* PASSAGE SHOWN:
┏━━

AT&T Wrong About ~Half the Broadband Unserved
"The customers who are easiest to serve already have access to broadband; the remaining unserved customers overwhelmingly live in sparsely populated, high-cost areas that cannot economically be served absent government support", from AT&T seems to make sense and similar is often said in D.C. Actually, it turns out that something like half the remaining unserved do not "live in sparsely populated, high-cost areas that cannot economically be served absent government support." Getting this right leads to policy that would reach the unserved at billions less than the commonly estimated cost. Combined with using improved satellite for perhaps 1%, the $20B and $35B projections in the September broadband plan can easily be cut in half. So this is important.
- Between 25% & 70% of the "unserved" do not cost prohibitively much because of sparse population but instead are hard to serve because backhaul locally is not competitive and costs 5-20 times what backhaul costs in competitive markets. I can buy transit for $5-15/megabit across several hundred U.S. cities, but some rural carriers are asked to pay $100 and even $200/megabit because there aren't competitive suppliers. This came up time and again at the FCC broadband workshops. This is not because of a shortage of fiber capacity; fiber in place can easily handle any likely increased load at very modest cost. Sometimes, this is monopoly suppliers "charging what the market will bear" when there's no effective market. Other times, the sole fiber supplier is the telco who does not want to make backhaul available to a possible competitor at a fair price.
This is the whole "middle mile" problem so visible in D.C. these days. There are some places without fiber, but they turn out to be amazingly few. The problem is cost. As I explain elsewhere, overbuilding to create a little competition is rarely the right policy. I believe the FCC will use "special access" to get rid of the worst examples. Bringing reasonable prices for backhaul to a very narrow set of poorly served rurals is the single most important thing Jules can for rural broadband. Really.

┗━━

* STORED ROWS:
┏━━

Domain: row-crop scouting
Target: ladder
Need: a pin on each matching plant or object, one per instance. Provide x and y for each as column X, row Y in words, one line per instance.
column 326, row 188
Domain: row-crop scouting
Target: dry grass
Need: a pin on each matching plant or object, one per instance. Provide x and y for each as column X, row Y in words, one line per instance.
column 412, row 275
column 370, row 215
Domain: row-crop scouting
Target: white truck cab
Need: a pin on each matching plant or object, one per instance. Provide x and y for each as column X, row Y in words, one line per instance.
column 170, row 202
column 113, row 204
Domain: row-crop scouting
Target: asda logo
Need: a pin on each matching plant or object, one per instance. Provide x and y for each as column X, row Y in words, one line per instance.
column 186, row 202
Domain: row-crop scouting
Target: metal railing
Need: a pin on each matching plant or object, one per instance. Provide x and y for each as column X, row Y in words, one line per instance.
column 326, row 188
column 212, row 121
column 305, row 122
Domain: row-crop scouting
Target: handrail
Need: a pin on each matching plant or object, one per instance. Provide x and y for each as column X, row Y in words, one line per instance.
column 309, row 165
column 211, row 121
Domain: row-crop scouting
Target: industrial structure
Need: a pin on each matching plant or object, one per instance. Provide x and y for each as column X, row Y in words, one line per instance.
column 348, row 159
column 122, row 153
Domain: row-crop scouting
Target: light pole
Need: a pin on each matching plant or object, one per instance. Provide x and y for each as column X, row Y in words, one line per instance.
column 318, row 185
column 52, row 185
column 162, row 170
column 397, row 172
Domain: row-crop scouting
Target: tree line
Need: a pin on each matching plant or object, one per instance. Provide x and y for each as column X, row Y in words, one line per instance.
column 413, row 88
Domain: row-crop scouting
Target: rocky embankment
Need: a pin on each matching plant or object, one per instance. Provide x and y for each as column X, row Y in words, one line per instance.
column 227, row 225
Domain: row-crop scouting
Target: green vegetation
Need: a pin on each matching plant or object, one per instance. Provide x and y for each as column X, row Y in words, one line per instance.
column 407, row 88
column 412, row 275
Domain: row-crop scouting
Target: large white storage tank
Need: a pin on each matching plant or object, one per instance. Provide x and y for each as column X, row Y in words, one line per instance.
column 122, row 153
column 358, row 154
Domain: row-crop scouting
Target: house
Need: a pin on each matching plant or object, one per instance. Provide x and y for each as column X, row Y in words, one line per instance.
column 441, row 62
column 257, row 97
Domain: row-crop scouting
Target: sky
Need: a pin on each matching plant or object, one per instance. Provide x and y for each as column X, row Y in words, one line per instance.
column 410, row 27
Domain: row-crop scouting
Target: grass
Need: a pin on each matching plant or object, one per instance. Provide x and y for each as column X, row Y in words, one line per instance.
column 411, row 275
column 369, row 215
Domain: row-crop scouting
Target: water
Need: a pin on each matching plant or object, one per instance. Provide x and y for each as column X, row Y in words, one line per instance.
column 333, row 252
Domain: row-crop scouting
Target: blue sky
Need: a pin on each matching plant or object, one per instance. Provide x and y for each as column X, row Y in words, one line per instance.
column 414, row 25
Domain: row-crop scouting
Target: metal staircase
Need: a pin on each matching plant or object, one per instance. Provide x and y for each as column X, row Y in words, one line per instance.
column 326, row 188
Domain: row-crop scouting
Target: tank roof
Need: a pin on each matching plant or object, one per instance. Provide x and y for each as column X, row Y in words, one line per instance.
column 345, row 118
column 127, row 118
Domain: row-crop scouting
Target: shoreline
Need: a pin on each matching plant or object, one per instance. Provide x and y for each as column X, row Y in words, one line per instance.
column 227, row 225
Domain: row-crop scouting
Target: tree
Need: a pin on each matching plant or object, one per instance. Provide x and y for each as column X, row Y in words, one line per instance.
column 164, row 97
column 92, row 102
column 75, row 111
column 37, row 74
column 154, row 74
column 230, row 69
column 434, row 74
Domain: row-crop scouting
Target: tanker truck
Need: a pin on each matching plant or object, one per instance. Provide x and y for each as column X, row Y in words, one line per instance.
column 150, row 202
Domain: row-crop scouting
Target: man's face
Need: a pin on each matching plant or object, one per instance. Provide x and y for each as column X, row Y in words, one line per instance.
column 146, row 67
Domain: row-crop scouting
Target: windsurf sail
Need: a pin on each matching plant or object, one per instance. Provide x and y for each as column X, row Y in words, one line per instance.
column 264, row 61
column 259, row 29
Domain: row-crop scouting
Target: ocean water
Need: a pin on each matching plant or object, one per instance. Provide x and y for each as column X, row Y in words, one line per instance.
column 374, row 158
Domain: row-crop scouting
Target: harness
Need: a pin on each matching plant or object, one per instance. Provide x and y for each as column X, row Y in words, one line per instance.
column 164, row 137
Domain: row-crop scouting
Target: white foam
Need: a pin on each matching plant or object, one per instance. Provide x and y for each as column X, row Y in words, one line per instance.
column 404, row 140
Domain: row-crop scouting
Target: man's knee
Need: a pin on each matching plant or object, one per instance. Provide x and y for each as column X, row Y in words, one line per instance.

┗━━

* REQUIREMENTS: Resume the passage on backhaul costs and rural broadband from the point where it stops.

* SOLVED EXERCISE:
- Between 10% and 25% of the unserved are not "high-cost" but are held back by problems at their local carrier. Earlier this year, there were 600K probably "unserved" at Charter alone, which was in bankruptcy. So they couldn't make even ordinary upgrades. That's perhaps 10% right there, an obvious target of opportunity. There are a significant number of similar but smaller cases.
- A substantial number of the "unserved" are on systems held back because the carrier wanted to sell them. That applies to the better part of 1M in the territory Verizon wants to spin off with Frontier, and presumably others.
- AT&T & Verizon refuse to use well-proven modest cost technologies if they only apply to a scattered few percent of homes. They don't want the operational problem. My source on this is former AT&T CEO Ed Whitacre, who told me he was able to serve "100%" with inexpensive DSL repeaters.
They now go up to 5 megabits. 82% of the "unserved' are in AT&T, Verizon or Qwest territory, many (perhaps most) of whom can get megabit service at a cost the company recoups in a year or three.
- When 95% are served, the remainder are Black Swans - exceptions that don't fit what seems like the logical pattern. While it true that "normally" a carrier would serveall but the uneconomical, high cost, there will always be some exceptions. Many, perhaps the majority, of the unserved fit one of those exceptions.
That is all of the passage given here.